_GIVEN REQUEST:_ Reproduce, character for character, the part of the data that opens with the line containing "Objective — drop one pin on each instance of the shadow" and closes with the final line of the data, both ends included.

_TASK DATA:_
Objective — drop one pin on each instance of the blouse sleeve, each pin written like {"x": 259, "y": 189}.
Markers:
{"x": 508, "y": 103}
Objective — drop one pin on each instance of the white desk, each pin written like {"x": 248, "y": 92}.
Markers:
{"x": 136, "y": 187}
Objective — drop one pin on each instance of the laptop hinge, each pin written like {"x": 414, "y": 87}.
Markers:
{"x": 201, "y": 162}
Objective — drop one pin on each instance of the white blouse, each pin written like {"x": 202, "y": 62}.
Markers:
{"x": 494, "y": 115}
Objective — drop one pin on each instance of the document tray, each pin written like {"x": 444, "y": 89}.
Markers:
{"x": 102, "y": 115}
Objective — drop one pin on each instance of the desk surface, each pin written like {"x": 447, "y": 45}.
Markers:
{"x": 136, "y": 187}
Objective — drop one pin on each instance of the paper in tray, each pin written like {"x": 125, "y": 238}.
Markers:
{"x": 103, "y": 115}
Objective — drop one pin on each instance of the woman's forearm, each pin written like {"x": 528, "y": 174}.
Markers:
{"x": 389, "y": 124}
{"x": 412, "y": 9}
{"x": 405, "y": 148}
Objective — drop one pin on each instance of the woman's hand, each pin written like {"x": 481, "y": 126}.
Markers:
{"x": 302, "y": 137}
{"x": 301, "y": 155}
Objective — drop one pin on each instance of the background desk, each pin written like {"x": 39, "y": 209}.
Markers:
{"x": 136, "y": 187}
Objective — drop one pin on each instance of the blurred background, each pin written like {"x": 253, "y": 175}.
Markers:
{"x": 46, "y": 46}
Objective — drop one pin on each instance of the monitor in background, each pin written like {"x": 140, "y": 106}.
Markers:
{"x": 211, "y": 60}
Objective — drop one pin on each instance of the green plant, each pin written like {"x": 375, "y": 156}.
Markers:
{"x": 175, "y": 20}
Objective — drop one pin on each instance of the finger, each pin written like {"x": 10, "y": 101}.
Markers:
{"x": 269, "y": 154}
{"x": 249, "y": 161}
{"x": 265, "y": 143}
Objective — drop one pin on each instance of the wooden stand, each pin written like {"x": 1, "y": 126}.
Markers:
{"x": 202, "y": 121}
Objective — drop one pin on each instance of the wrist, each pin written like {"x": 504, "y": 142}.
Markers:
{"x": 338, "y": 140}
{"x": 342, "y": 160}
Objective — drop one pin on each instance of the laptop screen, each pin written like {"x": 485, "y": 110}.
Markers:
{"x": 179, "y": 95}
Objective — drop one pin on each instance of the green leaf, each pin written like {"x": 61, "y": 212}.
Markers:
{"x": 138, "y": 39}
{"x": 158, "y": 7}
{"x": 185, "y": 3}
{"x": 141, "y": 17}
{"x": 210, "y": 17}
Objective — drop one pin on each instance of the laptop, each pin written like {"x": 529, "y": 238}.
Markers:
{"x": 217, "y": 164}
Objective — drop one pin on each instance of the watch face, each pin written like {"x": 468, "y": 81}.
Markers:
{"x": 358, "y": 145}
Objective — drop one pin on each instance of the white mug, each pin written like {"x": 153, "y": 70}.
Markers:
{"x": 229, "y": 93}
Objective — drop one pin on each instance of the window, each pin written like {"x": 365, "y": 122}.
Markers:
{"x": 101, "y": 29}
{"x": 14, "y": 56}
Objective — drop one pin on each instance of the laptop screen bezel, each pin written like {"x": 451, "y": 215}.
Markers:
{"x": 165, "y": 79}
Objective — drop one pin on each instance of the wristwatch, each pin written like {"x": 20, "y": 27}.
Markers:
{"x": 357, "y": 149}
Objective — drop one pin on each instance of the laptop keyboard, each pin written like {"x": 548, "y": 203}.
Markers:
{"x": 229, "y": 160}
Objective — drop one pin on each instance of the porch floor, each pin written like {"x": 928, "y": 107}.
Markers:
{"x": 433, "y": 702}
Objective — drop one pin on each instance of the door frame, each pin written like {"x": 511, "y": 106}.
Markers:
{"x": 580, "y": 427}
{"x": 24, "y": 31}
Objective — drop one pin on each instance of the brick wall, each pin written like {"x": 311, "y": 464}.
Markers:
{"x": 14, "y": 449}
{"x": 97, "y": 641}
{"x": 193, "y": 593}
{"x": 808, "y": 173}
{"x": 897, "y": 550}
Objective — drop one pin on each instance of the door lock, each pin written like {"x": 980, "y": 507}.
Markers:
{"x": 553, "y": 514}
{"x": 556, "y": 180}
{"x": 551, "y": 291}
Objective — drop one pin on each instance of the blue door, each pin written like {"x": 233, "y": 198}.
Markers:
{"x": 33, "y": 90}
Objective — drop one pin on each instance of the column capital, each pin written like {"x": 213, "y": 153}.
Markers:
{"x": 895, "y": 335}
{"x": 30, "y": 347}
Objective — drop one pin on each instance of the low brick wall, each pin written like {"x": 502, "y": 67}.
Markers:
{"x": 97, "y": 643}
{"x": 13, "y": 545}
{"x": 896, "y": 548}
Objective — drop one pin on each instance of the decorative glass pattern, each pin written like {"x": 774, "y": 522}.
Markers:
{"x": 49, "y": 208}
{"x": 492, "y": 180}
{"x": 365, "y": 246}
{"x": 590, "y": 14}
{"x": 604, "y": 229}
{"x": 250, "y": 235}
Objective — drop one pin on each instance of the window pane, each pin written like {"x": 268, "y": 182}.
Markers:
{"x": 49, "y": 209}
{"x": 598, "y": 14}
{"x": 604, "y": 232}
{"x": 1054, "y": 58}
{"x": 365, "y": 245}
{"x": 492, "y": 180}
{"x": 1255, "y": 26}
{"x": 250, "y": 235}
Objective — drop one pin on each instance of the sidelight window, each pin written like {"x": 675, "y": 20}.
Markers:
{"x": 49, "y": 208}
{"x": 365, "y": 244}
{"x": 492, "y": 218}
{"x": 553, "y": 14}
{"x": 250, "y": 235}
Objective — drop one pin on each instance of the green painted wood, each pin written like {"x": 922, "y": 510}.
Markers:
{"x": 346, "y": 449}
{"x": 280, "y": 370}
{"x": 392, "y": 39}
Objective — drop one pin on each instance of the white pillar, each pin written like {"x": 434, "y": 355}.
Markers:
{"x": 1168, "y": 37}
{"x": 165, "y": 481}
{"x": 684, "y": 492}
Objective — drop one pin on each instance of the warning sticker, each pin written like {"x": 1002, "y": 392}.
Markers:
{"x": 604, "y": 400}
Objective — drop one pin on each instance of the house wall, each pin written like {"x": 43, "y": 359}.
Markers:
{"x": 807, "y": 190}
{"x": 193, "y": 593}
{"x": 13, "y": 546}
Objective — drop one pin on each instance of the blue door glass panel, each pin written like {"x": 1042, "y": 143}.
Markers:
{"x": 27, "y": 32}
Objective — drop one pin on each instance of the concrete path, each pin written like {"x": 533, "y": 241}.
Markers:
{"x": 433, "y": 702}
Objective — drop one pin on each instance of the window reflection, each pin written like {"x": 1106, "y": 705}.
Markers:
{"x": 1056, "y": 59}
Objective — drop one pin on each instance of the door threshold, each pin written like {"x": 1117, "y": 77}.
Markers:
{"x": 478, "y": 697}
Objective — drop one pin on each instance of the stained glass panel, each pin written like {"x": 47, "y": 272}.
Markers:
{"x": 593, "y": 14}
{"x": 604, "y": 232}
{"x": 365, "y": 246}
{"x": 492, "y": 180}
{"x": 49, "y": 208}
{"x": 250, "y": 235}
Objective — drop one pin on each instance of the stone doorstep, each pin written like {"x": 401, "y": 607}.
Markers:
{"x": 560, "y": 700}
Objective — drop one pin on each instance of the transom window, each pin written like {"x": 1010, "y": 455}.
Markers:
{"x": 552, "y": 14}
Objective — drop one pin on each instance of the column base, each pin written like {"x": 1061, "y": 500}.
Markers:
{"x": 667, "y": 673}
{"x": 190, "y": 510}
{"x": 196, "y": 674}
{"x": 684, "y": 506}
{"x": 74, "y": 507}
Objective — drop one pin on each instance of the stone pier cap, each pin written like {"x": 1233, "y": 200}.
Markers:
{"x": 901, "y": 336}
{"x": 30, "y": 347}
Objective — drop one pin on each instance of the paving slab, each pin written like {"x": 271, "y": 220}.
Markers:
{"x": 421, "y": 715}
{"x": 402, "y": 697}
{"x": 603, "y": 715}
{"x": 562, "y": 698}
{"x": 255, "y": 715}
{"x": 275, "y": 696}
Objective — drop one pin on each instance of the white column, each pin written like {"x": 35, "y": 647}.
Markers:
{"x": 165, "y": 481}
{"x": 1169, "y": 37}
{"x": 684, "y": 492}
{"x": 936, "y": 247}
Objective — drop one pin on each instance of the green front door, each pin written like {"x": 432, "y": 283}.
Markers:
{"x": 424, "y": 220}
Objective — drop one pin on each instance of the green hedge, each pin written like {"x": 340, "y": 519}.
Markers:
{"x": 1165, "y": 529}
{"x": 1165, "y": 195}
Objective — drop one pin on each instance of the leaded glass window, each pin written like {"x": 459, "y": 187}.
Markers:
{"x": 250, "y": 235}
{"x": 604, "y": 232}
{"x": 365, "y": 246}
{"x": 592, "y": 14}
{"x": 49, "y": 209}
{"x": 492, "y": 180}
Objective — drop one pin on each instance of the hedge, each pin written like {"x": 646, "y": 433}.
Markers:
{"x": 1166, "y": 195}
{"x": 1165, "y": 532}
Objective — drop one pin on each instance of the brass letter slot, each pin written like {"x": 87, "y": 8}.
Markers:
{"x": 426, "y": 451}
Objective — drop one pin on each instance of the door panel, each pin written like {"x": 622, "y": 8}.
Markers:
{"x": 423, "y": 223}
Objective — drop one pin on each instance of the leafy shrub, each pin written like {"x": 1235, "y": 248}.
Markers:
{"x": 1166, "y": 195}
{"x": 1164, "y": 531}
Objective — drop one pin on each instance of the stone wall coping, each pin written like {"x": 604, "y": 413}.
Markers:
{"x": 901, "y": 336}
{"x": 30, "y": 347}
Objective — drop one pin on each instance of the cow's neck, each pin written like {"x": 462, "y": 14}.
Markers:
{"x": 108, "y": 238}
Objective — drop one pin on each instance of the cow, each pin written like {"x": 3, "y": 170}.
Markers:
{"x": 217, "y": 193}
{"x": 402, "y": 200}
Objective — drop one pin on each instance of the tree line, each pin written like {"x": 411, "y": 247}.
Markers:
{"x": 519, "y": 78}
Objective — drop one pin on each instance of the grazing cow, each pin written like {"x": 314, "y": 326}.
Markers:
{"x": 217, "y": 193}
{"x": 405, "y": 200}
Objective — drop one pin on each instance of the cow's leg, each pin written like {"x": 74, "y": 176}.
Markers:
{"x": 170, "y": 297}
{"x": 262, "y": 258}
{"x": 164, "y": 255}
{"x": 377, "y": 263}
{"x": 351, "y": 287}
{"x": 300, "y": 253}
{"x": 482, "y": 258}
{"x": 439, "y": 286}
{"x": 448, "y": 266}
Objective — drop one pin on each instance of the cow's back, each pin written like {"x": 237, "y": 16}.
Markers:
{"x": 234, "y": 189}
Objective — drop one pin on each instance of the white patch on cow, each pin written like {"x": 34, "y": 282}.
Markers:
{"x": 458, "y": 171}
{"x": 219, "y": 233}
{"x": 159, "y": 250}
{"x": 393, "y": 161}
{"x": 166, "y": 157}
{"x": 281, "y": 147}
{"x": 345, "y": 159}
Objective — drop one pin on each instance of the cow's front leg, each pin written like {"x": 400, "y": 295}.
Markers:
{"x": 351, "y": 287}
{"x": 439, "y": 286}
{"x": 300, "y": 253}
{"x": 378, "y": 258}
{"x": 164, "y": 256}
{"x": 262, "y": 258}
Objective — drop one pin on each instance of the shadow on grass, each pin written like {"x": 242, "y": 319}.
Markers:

_RESPONSE BELOW:_
Objective — drop one pin on each instance of the shadow on grass, each pin written like {"x": 242, "y": 319}.
Markers:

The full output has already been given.